Exercise details >>
Find each line in the listing below that contains the word "patch" and copy those lines out.

Records >>
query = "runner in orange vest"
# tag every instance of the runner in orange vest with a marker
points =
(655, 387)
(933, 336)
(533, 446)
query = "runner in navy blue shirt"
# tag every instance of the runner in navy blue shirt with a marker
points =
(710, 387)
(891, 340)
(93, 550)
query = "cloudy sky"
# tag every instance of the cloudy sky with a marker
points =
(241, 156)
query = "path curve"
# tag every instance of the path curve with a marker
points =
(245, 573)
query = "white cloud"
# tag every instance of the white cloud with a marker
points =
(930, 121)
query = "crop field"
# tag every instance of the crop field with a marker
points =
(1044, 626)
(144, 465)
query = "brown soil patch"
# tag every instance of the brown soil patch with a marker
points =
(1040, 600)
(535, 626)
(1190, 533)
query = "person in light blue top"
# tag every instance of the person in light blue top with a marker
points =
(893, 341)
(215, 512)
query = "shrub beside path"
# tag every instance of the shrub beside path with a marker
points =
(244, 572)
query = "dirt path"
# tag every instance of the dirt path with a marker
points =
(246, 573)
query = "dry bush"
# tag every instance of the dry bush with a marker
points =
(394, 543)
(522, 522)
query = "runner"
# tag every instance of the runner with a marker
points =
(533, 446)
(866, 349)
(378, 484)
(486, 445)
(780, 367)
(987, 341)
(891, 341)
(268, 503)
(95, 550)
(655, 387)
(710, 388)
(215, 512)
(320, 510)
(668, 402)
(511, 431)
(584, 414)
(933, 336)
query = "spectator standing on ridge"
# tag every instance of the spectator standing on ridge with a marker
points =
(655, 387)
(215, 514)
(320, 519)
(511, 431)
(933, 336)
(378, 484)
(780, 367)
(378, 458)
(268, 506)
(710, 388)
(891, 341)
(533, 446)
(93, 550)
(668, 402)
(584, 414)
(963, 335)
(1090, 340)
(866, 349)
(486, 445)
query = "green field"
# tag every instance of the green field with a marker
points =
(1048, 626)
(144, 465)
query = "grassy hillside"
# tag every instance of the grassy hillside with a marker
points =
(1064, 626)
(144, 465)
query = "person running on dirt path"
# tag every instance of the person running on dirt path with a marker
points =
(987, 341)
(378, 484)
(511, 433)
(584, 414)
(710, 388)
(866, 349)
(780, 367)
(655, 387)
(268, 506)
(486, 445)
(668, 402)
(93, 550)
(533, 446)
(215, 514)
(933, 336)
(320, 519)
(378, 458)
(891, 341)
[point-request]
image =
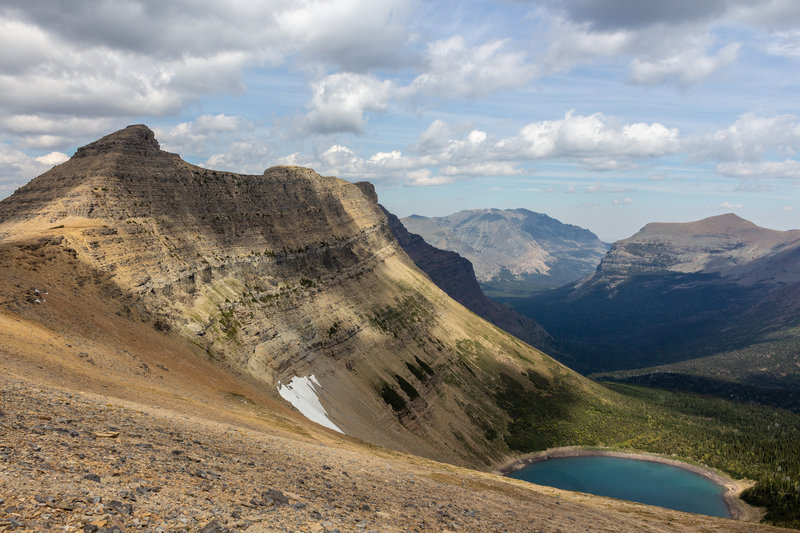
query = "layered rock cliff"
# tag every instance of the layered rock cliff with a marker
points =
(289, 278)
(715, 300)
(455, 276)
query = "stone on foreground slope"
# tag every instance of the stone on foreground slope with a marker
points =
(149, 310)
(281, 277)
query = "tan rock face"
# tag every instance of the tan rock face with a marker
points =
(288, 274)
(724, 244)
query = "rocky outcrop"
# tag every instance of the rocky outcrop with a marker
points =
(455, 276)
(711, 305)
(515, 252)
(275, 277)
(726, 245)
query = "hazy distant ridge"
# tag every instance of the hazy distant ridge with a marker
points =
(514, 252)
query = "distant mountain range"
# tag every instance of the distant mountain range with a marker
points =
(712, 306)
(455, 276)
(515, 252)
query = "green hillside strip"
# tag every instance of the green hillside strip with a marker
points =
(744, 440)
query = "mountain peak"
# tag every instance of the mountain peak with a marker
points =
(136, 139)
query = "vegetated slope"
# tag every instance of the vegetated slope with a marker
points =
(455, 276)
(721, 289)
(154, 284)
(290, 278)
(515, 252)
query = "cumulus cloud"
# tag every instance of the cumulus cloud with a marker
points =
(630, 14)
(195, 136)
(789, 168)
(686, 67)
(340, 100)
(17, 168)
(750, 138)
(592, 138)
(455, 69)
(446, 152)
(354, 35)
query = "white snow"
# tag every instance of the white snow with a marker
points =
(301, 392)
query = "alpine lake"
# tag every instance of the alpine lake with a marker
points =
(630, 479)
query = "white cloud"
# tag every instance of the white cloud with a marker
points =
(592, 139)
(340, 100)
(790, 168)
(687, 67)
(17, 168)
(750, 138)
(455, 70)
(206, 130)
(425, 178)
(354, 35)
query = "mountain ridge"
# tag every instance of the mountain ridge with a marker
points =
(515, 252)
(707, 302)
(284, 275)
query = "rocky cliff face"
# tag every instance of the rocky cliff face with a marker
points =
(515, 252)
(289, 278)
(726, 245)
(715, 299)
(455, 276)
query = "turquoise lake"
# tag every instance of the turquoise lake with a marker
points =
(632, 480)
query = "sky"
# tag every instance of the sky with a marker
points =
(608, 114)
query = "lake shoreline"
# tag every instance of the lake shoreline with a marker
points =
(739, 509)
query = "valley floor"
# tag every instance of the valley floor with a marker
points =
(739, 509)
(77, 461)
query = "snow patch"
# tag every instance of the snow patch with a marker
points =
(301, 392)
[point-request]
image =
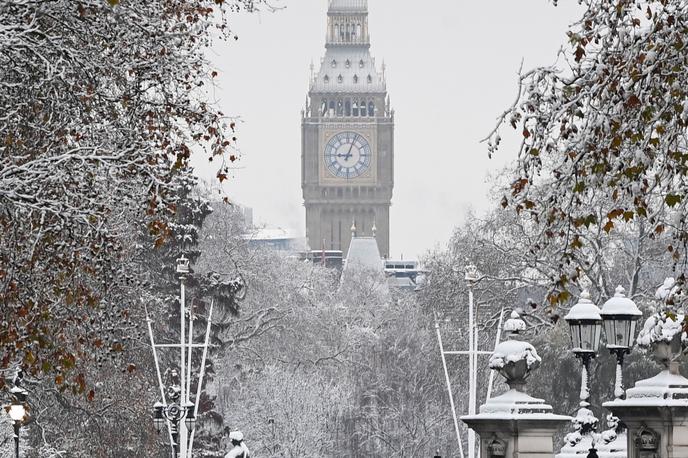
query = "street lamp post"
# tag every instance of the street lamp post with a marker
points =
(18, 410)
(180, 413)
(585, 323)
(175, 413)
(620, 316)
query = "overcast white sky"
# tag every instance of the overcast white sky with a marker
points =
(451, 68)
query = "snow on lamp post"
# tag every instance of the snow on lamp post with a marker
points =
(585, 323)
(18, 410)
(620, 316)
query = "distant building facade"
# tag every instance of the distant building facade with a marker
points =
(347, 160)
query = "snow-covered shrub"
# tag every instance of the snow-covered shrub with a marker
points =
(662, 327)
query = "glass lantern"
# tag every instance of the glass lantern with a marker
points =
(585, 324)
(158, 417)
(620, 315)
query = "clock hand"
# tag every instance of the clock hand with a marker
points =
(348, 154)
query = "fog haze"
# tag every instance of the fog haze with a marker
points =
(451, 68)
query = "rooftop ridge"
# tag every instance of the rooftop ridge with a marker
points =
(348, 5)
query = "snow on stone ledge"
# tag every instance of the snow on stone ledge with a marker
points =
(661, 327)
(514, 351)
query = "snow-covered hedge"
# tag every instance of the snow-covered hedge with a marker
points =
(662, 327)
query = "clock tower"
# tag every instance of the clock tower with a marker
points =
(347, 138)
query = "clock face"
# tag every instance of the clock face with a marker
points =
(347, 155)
* * *
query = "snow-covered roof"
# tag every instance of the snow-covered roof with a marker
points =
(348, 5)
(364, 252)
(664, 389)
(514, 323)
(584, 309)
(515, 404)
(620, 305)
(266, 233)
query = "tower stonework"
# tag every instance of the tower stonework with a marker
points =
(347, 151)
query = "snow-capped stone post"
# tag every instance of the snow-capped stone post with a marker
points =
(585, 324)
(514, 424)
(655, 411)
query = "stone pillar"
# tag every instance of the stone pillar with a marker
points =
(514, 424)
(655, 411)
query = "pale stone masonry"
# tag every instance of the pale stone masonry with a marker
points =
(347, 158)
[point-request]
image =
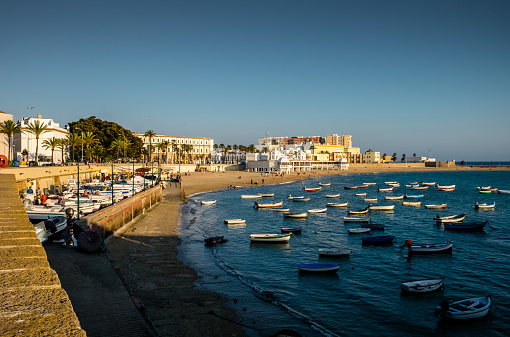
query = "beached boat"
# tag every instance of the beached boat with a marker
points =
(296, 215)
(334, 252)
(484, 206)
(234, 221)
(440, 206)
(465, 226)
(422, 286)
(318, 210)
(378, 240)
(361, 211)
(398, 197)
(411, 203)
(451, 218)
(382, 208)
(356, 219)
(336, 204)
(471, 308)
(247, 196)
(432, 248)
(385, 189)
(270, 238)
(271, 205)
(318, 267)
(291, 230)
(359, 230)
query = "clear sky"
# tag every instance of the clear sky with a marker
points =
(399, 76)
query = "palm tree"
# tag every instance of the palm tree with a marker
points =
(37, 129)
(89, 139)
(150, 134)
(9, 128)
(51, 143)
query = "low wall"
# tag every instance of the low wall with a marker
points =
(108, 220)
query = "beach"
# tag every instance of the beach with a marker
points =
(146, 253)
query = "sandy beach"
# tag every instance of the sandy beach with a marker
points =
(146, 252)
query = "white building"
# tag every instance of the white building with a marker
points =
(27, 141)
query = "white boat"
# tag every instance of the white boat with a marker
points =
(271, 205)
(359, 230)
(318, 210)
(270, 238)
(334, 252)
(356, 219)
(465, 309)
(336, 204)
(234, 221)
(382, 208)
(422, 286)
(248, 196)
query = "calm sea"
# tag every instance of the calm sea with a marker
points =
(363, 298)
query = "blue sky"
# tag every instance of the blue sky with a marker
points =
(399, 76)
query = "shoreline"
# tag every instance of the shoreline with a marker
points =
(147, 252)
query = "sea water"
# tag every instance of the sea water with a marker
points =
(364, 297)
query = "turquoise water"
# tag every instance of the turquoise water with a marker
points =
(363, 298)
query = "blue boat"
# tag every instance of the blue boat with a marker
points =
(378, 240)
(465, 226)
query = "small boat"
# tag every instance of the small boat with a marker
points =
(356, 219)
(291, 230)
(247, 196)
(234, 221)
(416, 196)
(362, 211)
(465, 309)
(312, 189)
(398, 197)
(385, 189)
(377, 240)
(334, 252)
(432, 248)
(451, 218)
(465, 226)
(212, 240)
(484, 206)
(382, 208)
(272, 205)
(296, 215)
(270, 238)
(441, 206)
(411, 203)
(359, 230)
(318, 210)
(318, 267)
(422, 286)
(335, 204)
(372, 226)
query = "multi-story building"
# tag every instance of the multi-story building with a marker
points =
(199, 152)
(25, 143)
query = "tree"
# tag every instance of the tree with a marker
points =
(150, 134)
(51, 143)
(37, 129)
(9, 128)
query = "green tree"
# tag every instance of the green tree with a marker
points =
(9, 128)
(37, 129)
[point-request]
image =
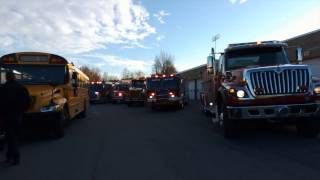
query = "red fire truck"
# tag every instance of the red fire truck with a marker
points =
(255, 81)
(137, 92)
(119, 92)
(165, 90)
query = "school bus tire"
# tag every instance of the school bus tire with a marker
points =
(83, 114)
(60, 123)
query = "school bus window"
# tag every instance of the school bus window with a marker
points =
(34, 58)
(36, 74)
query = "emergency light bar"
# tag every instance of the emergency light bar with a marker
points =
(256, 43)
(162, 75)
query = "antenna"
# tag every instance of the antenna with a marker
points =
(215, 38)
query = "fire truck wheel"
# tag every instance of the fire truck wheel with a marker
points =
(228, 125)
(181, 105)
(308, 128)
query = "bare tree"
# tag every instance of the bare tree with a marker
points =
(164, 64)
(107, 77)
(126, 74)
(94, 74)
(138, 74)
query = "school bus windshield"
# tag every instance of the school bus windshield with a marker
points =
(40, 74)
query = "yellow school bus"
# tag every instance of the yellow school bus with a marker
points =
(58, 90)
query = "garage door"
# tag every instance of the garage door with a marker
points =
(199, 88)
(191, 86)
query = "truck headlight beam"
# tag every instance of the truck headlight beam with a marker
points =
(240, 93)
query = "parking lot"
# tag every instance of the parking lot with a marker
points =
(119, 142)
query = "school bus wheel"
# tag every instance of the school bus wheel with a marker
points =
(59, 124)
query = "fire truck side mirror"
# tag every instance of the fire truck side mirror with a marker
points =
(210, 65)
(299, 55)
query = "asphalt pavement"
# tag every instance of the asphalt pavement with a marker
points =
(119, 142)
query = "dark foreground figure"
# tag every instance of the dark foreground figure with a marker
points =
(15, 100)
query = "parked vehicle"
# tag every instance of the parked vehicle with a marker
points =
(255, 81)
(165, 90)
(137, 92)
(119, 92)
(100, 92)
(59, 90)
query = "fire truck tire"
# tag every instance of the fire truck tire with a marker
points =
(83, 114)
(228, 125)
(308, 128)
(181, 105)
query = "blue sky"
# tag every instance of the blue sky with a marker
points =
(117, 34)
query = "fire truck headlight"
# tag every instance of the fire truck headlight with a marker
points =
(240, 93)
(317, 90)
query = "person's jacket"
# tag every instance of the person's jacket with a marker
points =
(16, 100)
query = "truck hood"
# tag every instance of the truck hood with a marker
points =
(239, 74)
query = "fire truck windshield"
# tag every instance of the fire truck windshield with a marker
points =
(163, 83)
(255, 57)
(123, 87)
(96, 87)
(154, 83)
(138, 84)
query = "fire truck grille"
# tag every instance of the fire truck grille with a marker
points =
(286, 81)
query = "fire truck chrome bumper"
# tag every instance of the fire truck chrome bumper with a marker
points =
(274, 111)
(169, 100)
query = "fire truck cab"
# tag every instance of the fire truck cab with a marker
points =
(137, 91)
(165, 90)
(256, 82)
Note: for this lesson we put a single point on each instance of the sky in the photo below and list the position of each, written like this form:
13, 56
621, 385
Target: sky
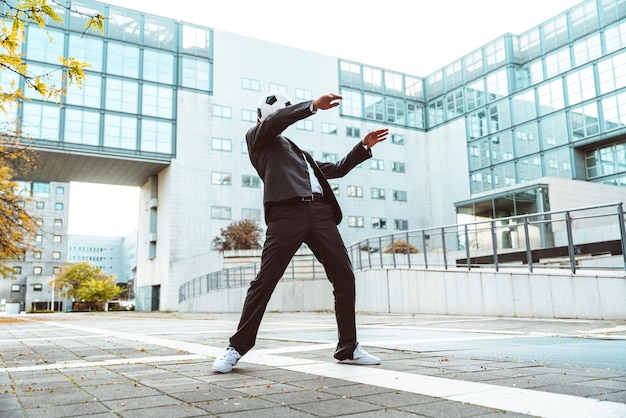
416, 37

The result >>
query = "brown soil patch"
# tag every instance of the brown soil patch with a marker
query = "snow patch"
# tag every instance of the snow patch with a marker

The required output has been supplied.